• [Written task]: Working from the line that contains "Expected behaviour: for every instance of the horse's hind" down to the last line below, repeat each line exactly.

Collected data entries:
────────────────────

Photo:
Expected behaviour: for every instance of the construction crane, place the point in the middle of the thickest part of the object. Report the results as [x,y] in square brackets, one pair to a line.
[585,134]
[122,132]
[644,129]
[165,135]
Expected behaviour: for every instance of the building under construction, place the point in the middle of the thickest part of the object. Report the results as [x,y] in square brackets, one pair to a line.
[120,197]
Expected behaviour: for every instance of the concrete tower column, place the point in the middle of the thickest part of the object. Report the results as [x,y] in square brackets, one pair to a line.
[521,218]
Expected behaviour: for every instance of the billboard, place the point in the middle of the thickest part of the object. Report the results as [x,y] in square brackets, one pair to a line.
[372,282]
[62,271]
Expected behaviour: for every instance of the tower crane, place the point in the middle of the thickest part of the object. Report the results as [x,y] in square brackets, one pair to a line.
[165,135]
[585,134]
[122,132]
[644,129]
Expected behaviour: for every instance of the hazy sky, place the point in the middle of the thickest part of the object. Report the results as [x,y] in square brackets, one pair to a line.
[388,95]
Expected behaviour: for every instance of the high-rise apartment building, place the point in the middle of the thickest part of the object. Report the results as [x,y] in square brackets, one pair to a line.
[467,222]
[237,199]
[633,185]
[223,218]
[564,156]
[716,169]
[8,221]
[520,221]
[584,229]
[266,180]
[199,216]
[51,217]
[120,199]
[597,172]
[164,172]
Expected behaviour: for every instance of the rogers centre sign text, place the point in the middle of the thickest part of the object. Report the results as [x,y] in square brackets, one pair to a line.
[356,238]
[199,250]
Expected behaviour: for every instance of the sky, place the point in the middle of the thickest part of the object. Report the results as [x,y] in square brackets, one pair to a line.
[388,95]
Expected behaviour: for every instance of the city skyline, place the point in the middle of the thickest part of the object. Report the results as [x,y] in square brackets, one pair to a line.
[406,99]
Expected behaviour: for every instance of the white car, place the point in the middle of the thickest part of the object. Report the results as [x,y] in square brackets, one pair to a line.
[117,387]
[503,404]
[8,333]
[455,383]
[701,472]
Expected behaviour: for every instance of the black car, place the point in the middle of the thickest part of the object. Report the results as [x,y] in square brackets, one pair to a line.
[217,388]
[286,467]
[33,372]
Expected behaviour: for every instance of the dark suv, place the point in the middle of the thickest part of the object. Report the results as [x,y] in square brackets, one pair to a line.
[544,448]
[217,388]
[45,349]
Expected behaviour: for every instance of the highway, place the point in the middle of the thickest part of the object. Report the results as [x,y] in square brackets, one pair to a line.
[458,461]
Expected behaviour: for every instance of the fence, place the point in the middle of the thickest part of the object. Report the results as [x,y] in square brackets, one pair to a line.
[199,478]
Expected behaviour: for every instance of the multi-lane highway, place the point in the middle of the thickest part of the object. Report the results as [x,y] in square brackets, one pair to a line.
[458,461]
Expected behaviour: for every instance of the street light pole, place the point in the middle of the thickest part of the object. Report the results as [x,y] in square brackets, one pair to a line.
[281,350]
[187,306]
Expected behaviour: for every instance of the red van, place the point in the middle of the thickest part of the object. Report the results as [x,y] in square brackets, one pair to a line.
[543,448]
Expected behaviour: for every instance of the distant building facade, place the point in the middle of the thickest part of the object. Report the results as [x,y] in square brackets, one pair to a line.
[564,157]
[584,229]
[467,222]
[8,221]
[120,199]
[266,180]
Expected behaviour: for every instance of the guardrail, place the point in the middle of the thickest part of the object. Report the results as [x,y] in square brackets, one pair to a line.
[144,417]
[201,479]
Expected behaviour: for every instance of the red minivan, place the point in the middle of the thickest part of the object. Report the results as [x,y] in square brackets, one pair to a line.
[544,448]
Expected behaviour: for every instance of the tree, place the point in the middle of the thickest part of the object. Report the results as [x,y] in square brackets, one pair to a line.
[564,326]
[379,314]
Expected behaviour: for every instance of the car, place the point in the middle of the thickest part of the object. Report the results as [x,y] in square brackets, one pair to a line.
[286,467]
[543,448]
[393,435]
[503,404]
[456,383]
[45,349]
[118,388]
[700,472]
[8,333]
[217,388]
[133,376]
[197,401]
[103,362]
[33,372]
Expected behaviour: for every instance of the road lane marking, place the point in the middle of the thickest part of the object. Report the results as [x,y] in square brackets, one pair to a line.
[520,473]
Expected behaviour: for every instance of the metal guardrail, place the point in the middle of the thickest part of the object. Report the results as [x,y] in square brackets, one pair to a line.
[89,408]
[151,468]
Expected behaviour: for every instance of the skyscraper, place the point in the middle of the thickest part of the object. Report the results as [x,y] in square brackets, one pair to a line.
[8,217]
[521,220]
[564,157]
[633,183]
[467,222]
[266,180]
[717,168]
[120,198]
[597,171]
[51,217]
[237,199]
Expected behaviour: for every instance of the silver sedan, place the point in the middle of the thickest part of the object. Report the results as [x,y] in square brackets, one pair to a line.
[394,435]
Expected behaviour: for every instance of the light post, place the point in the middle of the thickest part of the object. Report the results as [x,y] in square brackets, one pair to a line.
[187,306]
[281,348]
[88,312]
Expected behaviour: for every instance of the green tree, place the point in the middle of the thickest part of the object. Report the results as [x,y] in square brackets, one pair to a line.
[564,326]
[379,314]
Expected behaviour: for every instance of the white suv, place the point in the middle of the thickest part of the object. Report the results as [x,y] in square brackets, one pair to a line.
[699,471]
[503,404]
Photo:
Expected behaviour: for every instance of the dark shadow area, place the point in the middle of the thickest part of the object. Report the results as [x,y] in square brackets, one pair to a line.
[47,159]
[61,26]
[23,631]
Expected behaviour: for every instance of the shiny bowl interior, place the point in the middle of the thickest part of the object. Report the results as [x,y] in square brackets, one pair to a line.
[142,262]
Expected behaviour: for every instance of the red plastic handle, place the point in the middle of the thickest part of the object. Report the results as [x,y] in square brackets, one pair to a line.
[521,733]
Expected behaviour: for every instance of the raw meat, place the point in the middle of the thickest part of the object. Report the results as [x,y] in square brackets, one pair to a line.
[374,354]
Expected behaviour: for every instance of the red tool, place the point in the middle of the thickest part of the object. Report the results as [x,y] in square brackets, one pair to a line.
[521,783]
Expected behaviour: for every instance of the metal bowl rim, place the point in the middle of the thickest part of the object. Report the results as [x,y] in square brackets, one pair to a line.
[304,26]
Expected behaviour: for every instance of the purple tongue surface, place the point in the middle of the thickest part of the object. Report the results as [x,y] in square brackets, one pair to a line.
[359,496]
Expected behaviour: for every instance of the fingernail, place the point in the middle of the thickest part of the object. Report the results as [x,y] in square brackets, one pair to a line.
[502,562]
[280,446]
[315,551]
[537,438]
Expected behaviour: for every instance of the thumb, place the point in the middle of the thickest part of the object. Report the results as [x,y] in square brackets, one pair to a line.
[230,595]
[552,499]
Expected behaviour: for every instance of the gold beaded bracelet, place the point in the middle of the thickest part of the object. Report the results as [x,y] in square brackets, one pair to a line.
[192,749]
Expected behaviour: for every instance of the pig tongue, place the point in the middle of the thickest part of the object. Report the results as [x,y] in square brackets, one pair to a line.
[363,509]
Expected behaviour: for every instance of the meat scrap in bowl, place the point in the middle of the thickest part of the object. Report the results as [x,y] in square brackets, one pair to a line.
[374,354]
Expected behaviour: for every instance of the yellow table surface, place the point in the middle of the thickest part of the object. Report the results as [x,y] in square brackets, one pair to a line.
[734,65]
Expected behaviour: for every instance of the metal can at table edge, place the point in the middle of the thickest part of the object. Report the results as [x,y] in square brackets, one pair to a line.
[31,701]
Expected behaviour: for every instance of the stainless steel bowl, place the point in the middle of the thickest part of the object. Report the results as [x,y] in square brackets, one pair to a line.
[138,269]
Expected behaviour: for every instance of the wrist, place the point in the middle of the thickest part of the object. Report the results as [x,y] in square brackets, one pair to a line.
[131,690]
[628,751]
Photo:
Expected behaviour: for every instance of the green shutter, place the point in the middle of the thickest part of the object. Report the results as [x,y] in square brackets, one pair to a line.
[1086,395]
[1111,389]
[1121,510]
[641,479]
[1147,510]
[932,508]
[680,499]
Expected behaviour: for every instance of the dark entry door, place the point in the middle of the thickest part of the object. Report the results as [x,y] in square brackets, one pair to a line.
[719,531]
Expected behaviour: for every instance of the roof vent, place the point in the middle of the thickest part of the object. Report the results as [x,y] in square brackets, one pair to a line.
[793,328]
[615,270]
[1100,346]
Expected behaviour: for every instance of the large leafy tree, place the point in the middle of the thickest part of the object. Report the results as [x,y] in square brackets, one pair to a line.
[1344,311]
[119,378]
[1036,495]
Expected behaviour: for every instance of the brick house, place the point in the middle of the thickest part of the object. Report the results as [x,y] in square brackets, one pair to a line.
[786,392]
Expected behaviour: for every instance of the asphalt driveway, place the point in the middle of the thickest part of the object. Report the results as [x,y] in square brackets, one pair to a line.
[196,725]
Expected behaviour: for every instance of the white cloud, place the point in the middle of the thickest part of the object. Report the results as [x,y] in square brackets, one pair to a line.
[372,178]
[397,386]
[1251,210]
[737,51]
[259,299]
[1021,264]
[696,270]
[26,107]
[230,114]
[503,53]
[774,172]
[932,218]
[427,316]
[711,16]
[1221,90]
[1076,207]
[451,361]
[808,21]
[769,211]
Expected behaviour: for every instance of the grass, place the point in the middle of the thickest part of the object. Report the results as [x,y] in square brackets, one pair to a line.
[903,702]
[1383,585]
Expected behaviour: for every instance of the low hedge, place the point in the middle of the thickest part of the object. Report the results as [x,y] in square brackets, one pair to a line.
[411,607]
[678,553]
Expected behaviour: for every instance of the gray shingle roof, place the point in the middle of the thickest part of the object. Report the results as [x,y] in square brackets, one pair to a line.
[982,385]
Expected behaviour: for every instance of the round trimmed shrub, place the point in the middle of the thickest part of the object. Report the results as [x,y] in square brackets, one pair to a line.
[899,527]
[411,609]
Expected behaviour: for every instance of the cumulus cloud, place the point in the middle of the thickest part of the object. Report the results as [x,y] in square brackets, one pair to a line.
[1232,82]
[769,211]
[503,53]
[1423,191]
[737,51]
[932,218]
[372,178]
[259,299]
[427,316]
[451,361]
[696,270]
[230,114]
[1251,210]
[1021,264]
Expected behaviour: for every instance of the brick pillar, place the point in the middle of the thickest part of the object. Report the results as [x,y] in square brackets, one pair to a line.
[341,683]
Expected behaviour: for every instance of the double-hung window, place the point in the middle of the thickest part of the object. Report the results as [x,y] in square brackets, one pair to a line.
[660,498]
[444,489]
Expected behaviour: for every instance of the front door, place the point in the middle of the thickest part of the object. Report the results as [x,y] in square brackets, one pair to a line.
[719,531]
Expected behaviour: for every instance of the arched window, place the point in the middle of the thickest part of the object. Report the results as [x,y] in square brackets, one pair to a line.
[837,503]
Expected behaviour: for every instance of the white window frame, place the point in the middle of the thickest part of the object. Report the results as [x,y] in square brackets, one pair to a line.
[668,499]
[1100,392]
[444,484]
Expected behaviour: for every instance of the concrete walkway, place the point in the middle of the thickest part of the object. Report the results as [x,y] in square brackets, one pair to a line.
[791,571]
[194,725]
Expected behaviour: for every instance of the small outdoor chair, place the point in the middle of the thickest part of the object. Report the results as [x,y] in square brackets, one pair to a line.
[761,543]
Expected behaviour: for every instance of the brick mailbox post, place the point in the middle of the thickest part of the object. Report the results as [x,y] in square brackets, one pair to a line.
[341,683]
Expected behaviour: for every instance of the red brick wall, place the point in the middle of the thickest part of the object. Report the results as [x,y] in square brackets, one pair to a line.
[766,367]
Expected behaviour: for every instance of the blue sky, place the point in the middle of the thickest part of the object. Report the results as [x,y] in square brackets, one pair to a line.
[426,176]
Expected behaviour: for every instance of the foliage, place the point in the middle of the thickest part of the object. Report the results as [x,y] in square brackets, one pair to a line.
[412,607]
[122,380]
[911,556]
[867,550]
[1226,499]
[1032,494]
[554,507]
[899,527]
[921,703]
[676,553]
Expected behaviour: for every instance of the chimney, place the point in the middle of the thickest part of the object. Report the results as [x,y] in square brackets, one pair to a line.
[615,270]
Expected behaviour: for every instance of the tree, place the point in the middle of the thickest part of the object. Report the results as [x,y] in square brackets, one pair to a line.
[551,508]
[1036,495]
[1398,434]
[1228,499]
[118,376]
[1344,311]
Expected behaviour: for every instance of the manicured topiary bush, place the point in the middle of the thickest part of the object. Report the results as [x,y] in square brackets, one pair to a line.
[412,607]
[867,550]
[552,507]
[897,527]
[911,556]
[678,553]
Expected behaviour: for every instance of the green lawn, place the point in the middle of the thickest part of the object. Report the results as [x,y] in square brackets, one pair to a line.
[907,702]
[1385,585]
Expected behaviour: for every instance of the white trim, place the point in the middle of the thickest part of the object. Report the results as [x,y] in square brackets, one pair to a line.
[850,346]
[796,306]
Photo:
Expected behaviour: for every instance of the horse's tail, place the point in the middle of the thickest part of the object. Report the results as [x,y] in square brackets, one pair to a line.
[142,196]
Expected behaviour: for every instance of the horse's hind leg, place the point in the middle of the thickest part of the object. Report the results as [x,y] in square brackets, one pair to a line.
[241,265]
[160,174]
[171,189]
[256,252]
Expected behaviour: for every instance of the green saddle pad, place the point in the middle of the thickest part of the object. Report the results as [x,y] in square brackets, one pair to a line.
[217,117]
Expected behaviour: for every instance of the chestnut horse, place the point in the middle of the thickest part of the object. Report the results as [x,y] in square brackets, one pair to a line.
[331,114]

────────────────────

• [Output for this task]:
Expected behaviour: for every instance of the horse's hind leg, place the point in the middle of the thickest part of the object. Report the results as [x,y] in square brackets, one pair to a line.
[241,265]
[160,174]
[171,189]
[256,252]
Expected behaviour: for every instance of the green saddle pad, place the point in the middle of the thickest part of the object. Report the results as [x,y] in square brackets, one pair to a line.
[217,117]
Expected behaviour: for every instance of the chestnut horse, place the point in the middle of the thickest part of the object. Report the results as [x,y] in square brackets, one pair to a line.
[331,114]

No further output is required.